_Records for this exercise:_

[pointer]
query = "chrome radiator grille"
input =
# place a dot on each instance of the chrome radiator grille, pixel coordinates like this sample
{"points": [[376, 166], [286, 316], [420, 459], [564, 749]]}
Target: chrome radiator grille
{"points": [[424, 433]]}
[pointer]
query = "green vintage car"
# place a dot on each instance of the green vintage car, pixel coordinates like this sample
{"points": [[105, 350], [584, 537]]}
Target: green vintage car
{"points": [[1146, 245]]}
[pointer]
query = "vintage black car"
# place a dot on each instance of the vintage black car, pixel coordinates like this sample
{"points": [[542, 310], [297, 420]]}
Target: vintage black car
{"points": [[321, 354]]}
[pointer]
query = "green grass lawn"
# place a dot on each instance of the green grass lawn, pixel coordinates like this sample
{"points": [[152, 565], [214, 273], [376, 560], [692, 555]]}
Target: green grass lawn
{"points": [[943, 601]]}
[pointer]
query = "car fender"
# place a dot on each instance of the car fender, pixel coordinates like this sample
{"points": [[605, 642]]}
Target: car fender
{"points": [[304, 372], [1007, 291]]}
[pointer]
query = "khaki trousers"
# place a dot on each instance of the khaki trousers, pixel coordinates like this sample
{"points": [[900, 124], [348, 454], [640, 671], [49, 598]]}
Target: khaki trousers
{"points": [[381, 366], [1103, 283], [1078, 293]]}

_Your task:_
Output all of the data again, exactly.

_Written reply:_
[pointer]
query = "chrome radiator grille"
input =
# place a dot on each instance of the chrome radiator grille, pixel coordinates like this sample
{"points": [[376, 166], [286, 316], [420, 459], [564, 749]]}
Target: chrome radiator grille
{"points": [[424, 433]]}
[pointer]
query = "green vintage car"
# place a dot on each instance of the green vintage car, pixel coordinates like this sample
{"points": [[105, 350], [584, 537]]}
Target: green vintage car
{"points": [[1146, 245]]}
[pointer]
query = "vintage black car"
# place a dot on each instance of the vintage black car, pixel coordinates like this sample
{"points": [[542, 310], [297, 420]]}
Target: vintage black car
{"points": [[321, 354]]}
[pointer]
query = "green grass lawn"
# place a dot on each instance of the green grass lawn, pixel coordinates like this sample
{"points": [[152, 565], [214, 273], [376, 560], [692, 555]]}
Target: green grass lawn
{"points": [[943, 601]]}
[pointer]
query = "car fender"
# place a dot on each instance of the car fender, pixel coordinates like this sample
{"points": [[605, 642]]}
Target: car fender
{"points": [[304, 372], [1007, 291]]}
[pointer]
query = "khaki trousers"
# place a dot on each instance of the khaki trousers, pixel coordinates like this sample
{"points": [[900, 124], [348, 454], [640, 671], [49, 598]]}
Target: khaki trousers
{"points": [[381, 366], [1103, 283], [1078, 293]]}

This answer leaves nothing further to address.